*** Begin section ***

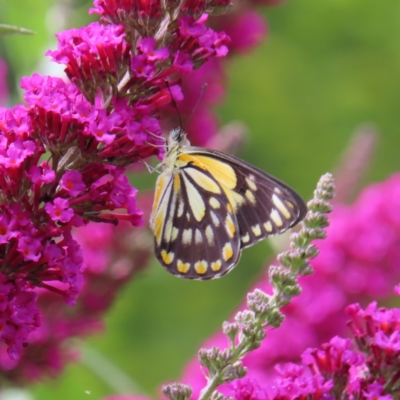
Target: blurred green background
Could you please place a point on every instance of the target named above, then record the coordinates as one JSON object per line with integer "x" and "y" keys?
{"x": 327, "y": 67}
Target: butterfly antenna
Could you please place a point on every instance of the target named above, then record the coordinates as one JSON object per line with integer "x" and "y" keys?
{"x": 174, "y": 104}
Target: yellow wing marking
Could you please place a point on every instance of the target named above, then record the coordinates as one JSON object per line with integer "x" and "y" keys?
{"x": 227, "y": 251}
{"x": 201, "y": 267}
{"x": 182, "y": 267}
{"x": 203, "y": 180}
{"x": 167, "y": 257}
{"x": 216, "y": 265}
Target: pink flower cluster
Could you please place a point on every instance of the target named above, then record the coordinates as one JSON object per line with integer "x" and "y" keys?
{"x": 359, "y": 261}
{"x": 63, "y": 156}
{"x": 335, "y": 370}
{"x": 112, "y": 256}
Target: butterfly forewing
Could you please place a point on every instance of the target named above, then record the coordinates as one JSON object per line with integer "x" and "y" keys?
{"x": 209, "y": 205}
{"x": 198, "y": 238}
{"x": 265, "y": 206}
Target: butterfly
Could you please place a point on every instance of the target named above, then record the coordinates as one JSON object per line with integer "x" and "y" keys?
{"x": 209, "y": 205}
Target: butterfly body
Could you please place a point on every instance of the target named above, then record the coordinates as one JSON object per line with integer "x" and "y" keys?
{"x": 209, "y": 205}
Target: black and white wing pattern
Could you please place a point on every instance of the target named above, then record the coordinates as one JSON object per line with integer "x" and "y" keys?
{"x": 209, "y": 205}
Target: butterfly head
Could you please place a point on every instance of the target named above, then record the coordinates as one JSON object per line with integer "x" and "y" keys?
{"x": 177, "y": 138}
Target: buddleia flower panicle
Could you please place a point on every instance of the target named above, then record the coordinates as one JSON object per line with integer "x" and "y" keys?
{"x": 64, "y": 154}
{"x": 264, "y": 310}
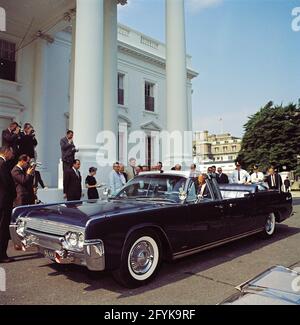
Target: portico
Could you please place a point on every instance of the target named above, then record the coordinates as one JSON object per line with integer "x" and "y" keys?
{"x": 91, "y": 104}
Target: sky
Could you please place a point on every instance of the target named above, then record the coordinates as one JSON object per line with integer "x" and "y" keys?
{"x": 245, "y": 51}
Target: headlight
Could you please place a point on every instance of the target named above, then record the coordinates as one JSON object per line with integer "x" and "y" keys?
{"x": 80, "y": 240}
{"x": 75, "y": 240}
{"x": 21, "y": 225}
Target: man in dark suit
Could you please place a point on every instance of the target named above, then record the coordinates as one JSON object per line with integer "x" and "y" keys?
{"x": 203, "y": 190}
{"x": 72, "y": 182}
{"x": 68, "y": 150}
{"x": 28, "y": 141}
{"x": 11, "y": 138}
{"x": 23, "y": 175}
{"x": 7, "y": 196}
{"x": 221, "y": 178}
{"x": 274, "y": 180}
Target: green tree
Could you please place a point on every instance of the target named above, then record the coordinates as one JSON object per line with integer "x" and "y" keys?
{"x": 272, "y": 137}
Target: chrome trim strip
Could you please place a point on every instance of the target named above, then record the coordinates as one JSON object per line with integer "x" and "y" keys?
{"x": 214, "y": 244}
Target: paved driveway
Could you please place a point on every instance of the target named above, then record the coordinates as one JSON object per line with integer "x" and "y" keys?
{"x": 206, "y": 278}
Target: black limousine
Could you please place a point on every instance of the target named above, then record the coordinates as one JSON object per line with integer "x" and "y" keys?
{"x": 155, "y": 217}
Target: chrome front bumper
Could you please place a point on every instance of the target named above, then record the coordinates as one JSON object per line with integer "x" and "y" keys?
{"x": 53, "y": 247}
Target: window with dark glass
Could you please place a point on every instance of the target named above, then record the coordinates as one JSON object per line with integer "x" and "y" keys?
{"x": 149, "y": 97}
{"x": 7, "y": 60}
{"x": 121, "y": 89}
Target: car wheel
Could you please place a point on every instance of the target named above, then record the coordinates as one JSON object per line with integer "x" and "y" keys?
{"x": 270, "y": 226}
{"x": 140, "y": 260}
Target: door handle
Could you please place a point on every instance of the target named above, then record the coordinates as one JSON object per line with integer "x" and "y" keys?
{"x": 219, "y": 206}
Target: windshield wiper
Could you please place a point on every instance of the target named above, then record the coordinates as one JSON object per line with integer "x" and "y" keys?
{"x": 160, "y": 199}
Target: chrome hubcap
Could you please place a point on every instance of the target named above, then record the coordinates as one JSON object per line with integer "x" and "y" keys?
{"x": 141, "y": 257}
{"x": 270, "y": 224}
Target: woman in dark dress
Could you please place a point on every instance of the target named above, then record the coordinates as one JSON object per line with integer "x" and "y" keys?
{"x": 91, "y": 184}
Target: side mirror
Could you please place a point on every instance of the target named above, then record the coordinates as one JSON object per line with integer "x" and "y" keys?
{"x": 182, "y": 196}
{"x": 106, "y": 192}
{"x": 199, "y": 197}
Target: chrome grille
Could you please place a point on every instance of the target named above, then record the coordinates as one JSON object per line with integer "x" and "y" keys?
{"x": 50, "y": 227}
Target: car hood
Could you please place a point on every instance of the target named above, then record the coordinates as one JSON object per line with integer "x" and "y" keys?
{"x": 80, "y": 214}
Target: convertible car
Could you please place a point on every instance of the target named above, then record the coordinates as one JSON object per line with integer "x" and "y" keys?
{"x": 155, "y": 217}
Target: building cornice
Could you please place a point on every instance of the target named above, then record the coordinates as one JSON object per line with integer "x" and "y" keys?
{"x": 149, "y": 57}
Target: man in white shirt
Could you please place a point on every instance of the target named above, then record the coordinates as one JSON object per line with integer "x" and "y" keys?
{"x": 239, "y": 176}
{"x": 116, "y": 181}
{"x": 256, "y": 176}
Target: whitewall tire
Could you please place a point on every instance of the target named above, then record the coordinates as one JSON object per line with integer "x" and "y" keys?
{"x": 140, "y": 259}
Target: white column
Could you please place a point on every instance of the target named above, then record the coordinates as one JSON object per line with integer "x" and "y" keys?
{"x": 176, "y": 79}
{"x": 39, "y": 117}
{"x": 110, "y": 68}
{"x": 72, "y": 70}
{"x": 88, "y": 81}
{"x": 88, "y": 74}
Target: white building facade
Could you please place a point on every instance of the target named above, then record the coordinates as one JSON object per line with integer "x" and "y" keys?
{"x": 123, "y": 82}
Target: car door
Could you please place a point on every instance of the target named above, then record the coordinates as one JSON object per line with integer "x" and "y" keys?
{"x": 240, "y": 214}
{"x": 207, "y": 221}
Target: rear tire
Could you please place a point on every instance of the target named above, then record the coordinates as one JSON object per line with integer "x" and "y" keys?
{"x": 270, "y": 226}
{"x": 141, "y": 259}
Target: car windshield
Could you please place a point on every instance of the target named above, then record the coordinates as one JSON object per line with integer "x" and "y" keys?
{"x": 156, "y": 187}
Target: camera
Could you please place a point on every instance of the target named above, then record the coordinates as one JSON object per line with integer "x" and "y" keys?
{"x": 34, "y": 164}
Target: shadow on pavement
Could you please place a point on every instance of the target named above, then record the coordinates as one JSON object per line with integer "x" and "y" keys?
{"x": 173, "y": 271}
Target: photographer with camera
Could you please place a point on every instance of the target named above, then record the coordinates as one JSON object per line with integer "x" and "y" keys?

*** End section ***

* **PROBLEM**
Exactly restate the lines from the beginning of the data through the line with "Target: butterfly antenna", and no others, keeping pictures out.

* **RESPONSE TO THIS TASK**
Target: blurred green background
Could you please place a point on every instance of the target named above, then record the coordinates as one JSON object per line with integer "x" and "y" keys?
{"x": 327, "y": 67}
Target: butterfly antenna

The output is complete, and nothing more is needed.